▸ Provided entries:
## START
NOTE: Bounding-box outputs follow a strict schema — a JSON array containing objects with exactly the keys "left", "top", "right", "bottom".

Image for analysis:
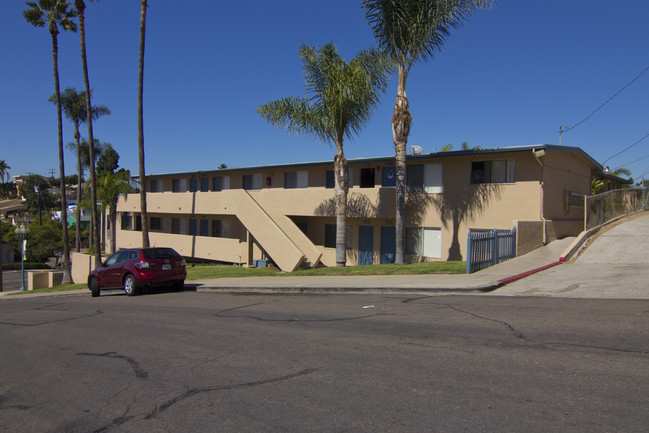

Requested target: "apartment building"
[{"left": 112, "top": 145, "right": 602, "bottom": 271}]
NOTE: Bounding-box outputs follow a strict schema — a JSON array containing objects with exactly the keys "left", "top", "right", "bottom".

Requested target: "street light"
[{"left": 16, "top": 223, "right": 29, "bottom": 292}]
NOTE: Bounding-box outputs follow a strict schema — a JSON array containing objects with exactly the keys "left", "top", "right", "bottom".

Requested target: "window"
[
  {"left": 406, "top": 163, "right": 442, "bottom": 194},
  {"left": 381, "top": 167, "right": 397, "bottom": 188},
  {"left": 361, "top": 168, "right": 374, "bottom": 188},
  {"left": 325, "top": 224, "right": 336, "bottom": 248},
  {"left": 324, "top": 224, "right": 353, "bottom": 250},
  {"left": 406, "top": 227, "right": 442, "bottom": 258},
  {"left": 201, "top": 220, "right": 210, "bottom": 236},
  {"left": 471, "top": 159, "right": 516, "bottom": 184},
  {"left": 212, "top": 176, "right": 223, "bottom": 191},
  {"left": 284, "top": 171, "right": 309, "bottom": 188},
  {"left": 212, "top": 220, "right": 230, "bottom": 238},
  {"left": 122, "top": 212, "right": 133, "bottom": 230},
  {"left": 171, "top": 218, "right": 187, "bottom": 235},
  {"left": 149, "top": 180, "right": 162, "bottom": 192},
  {"left": 325, "top": 170, "right": 336, "bottom": 188},
  {"left": 406, "top": 165, "right": 424, "bottom": 188},
  {"left": 171, "top": 179, "right": 187, "bottom": 192},
  {"left": 149, "top": 217, "right": 162, "bottom": 231},
  {"left": 243, "top": 173, "right": 261, "bottom": 190}
]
## END
▸ Task instructions: Collect every line above that contains the string "target" and copy each one in full. The match is case-sensitive.

▸ Worked solution:
Requested target: "apartment building"
Requested target: "street light"
Requested target: "window"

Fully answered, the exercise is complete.